▸ **WORK TASK**: Output the entries underneath exactly as they are.
BEGIN DATASET EXTRACT
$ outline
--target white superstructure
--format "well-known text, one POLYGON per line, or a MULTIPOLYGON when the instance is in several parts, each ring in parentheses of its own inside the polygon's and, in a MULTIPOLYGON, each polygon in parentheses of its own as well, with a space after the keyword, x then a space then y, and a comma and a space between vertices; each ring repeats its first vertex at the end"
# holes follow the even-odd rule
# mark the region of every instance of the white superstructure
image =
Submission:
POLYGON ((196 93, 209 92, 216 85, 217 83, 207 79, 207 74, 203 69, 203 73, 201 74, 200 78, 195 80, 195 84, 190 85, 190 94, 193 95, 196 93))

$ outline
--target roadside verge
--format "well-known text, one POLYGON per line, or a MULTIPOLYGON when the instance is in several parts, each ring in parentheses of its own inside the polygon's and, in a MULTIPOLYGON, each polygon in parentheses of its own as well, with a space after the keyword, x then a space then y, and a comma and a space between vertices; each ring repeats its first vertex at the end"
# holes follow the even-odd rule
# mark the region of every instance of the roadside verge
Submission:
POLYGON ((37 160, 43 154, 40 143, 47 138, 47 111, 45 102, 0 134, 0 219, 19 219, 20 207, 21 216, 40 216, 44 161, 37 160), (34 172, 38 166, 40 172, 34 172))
END DATASET EXTRACT
▸ **WRITTEN SOLUTION**:
$ outline
--target white superstructure
--format "well-known text, one POLYGON per line, or a MULTIPOLYGON when the instance is in several parts, each ring in parentheses of its own inside the polygon's and, in a MULTIPOLYGON, each polygon in parentheses of its own as well, with a space after the keyword, x then a space then y, and a comma and a space between vertices; each ring repeats its first vertex at the end"
# holes follow the even-odd rule
# mark the region of every instance of the white superstructure
image =
Submission:
POLYGON ((196 93, 209 92, 216 85, 217 83, 207 79, 207 74, 203 69, 203 73, 201 74, 200 78, 195 80, 195 84, 190 85, 190 94, 193 95, 196 93))

$ outline
--target roadside verge
--format "well-known text, one POLYGON per line, or a MULTIPOLYGON when the instance is in several parts, each ring in parentheses of its own inside the polygon's and, in a MULTIPOLYGON, each polygon in parentheses of its own as well, with a space after the keyword, x then a space then y, and a comma and a space between vertices; each ring repeats its first vertex at the end"
# holes follow the even-odd rule
# mark the region of every instance of the roadside verge
Submission:
POLYGON ((37 160, 43 154, 40 143, 47 138, 47 111, 45 102, 0 134, 0 219, 19 219, 20 207, 21 216, 40 216, 44 161, 37 160), (34 172, 38 166, 40 172, 34 172))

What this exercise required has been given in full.